▸ **Records**:
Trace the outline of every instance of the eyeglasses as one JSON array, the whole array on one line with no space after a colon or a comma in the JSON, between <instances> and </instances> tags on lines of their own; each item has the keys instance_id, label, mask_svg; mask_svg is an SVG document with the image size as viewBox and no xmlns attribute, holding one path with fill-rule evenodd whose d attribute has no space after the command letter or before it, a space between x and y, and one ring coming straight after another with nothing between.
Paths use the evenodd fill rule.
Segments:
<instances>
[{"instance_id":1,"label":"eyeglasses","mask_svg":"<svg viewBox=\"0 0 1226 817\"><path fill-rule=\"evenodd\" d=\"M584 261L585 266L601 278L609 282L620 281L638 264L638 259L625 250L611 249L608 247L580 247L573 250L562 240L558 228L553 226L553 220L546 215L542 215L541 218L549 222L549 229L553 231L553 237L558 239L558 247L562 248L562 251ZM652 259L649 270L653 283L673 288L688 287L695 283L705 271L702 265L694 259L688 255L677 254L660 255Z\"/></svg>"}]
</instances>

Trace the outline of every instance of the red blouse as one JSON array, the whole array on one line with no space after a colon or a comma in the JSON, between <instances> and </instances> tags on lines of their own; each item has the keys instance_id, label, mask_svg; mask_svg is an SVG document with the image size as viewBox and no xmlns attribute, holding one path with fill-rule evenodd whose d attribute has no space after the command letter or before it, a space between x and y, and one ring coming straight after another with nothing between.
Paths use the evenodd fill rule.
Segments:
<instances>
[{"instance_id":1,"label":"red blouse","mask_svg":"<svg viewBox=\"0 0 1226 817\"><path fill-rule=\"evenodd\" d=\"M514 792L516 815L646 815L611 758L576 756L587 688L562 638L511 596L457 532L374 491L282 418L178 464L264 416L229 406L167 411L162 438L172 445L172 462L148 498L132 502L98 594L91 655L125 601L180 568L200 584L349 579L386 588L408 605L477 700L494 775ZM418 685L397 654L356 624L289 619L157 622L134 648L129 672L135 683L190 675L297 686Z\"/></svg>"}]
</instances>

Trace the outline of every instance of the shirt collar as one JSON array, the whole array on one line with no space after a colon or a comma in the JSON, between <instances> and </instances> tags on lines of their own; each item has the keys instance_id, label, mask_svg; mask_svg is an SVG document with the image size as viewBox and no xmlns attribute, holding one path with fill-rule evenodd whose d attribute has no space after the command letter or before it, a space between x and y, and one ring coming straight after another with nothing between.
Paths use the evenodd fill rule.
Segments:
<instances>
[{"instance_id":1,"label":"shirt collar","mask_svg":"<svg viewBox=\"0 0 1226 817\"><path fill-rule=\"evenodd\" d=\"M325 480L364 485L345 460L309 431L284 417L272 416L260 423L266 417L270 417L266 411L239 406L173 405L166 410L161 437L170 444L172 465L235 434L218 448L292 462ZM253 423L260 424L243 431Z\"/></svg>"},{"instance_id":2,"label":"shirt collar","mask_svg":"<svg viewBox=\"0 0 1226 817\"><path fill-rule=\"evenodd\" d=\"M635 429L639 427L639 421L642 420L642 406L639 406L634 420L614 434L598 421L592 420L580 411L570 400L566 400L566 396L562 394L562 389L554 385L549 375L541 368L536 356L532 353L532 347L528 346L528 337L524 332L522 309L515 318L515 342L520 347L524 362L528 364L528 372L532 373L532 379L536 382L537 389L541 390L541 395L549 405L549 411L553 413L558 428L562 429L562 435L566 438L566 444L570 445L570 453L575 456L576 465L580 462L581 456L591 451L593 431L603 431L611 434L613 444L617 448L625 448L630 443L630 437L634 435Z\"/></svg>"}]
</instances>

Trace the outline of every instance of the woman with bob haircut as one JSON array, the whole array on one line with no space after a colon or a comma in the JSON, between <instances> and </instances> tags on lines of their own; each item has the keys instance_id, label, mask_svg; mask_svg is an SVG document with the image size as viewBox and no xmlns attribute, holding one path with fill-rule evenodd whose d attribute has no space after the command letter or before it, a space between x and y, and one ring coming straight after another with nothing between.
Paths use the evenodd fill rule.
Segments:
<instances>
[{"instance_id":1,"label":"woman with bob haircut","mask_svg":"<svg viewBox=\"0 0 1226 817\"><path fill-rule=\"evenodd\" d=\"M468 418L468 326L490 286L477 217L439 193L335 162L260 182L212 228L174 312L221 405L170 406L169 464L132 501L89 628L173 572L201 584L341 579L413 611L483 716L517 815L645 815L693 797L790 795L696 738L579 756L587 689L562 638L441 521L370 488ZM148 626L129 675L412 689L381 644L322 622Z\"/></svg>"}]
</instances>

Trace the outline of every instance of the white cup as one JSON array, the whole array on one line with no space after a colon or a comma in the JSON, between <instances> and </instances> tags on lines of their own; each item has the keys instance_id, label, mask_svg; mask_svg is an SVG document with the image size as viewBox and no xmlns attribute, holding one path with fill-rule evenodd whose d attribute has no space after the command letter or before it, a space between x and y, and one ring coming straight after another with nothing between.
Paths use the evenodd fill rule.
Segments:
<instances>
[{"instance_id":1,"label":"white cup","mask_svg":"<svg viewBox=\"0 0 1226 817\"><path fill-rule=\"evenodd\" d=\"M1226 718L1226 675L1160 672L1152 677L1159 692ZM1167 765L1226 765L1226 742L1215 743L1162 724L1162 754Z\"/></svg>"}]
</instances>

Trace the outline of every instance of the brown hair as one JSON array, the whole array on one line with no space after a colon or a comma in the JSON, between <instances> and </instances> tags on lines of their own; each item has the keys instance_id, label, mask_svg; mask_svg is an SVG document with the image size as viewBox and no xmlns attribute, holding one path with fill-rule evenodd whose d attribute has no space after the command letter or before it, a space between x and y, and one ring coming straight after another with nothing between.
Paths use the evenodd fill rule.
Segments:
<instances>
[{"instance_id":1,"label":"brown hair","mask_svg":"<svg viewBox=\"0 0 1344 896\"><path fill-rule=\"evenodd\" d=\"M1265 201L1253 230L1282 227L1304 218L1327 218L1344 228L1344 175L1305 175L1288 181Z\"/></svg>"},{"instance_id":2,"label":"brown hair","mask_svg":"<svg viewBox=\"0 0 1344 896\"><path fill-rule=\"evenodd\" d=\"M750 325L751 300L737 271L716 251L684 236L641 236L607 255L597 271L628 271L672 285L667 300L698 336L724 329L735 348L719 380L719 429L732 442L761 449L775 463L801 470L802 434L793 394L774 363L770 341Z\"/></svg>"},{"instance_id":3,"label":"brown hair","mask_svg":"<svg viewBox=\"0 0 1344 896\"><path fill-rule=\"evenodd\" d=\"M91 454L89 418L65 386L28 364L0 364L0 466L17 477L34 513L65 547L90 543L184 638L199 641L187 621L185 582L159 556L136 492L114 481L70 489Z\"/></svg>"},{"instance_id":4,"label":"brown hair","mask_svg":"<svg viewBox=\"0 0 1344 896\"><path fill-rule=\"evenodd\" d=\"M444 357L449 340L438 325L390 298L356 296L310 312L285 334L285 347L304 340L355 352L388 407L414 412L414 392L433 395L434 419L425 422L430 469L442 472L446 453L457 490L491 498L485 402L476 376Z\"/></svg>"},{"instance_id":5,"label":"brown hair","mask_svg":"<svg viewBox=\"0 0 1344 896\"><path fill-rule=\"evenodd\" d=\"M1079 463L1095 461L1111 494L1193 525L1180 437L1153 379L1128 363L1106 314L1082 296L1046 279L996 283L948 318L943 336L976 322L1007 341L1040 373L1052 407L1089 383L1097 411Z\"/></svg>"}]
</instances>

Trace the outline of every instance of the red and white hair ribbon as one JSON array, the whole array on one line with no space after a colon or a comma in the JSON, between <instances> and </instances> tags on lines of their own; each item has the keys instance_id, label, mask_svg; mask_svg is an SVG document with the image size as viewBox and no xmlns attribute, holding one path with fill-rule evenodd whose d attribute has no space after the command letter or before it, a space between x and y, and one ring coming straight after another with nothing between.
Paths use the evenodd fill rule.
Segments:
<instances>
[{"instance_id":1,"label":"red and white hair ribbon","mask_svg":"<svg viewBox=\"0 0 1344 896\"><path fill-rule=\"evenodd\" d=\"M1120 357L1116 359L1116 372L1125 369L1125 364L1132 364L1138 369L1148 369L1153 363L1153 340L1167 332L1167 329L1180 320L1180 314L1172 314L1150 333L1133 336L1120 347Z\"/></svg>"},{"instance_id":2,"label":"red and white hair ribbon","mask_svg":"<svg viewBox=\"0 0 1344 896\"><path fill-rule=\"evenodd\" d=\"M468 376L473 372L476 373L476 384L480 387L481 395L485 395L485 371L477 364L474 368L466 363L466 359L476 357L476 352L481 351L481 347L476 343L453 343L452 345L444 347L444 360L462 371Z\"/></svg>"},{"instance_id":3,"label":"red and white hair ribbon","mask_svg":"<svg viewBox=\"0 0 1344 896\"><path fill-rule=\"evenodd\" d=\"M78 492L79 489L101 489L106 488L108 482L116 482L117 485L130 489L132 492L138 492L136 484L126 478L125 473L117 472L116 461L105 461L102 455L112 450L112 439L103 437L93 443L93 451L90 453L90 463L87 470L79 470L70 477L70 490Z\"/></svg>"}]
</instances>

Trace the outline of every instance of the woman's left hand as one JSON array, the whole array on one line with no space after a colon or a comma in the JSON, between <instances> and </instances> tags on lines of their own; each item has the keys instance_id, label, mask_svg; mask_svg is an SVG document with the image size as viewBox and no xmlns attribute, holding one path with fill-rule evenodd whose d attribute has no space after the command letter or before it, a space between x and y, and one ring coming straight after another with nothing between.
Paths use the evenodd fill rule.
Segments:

▸ **Objective**: Output the lines from the line containing "Trace the outline of every instance of the woman's" to the end, both included; add nothing.

▸ **Expected answer**:
Trace the outline of every instance of the woman's left hand as one JSON array, the whole array on one line with no space after a colon or a comma in the JSON, between <instances> and </instances> tags on lines of their own; each item has the keys instance_id, label, mask_svg; mask_svg is an SVG document with the image size as viewBox and no xmlns attribute, holding one path with fill-rule evenodd whose d attribute has no space after the command letter or before it, a space between x and y, and one ring coming straight after another with nothing between.
Paths use the evenodd fill rule.
Segments:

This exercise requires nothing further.